Page excerpt
The Fear Instinct in Early Childhood

A most interesting and enlightening lecture by Boris Sidis in 1919. Here’re the emphasized excerpts:

“The child is regarded as a sort of a little beast, a kind of young ape, at best a little savage. The child, accordingly, is trained to act not by the light of reason, but by the command of superior force. The child is ruled by fear. Our young generation is trained by fear into discipline and obedience. We thus suppress the natural genius and originality of the child, we favor and raise mediocrity, and cultivate the philistine, the product of education, ruled by rod, not by thought.

“As a protection against fear the child, in self defense, becomes secretive, evasive of truth, and cowardly of action. These traits of character, acquired in early childhood, due to training by rod, fist, intimidation, and fear, become often ingrained in the very soul of the child to last him his life long. Seared by the rod, the scourge, and the fist the child often emerges a moral and intellectual cripple. Cowered and terrorized by the awakening and cultivation of the most powerful of impulses, the impulse of self-preservation and the most uncontrollable of all instincts, the fear instinct, the child can never fully rid himself of all the distressing, morbid consequences. Fear will stay with him and dog his steps all his life long.”

Data section

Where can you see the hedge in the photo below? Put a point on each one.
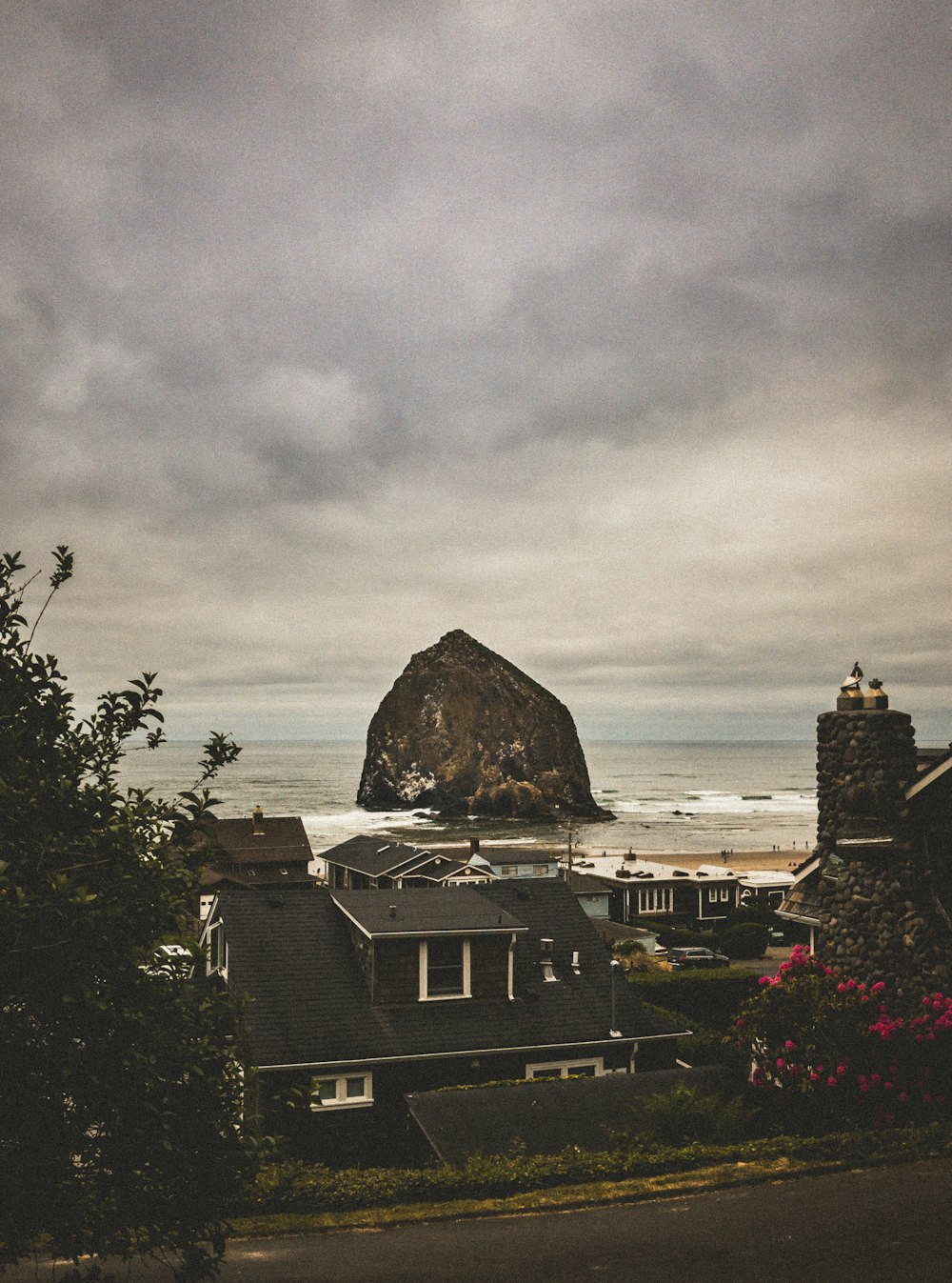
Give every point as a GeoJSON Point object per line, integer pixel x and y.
{"type": "Point", "coordinates": [711, 998]}
{"type": "Point", "coordinates": [301, 1187]}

Tasks and exercises
1. Translate this sentence from the fear instinct lecture into Spanish: "Fear will stay with him and dog his steps all his life long."
2. Reproduce word for word the part of the fear instinct lecture starting with "The Fear Instinct in" and going on through "not by thought.".

Written answers
1. El miedo permanecerá con él y lo perseguirá durante toda su vida.

2.
The Fear Instinct in Early Childhood

A most interesting and enlightening lecture by Boris Sidis in 1919. Here’re the emphasized excerpts:

“The child is regarded as a sort of a little beast, a kind of young ape, at best a little savage. The child, accordingly, is trained to act not by the light of reason, but by the command of superior force. The child is ruled by fear. Our young generation is trained by fear into discipline and obedience. We thus suppress the natural genius and originality of the child, we favor and raise mediocrity, and cultivate the philistine, the product of education, ruled by rod, not by thought.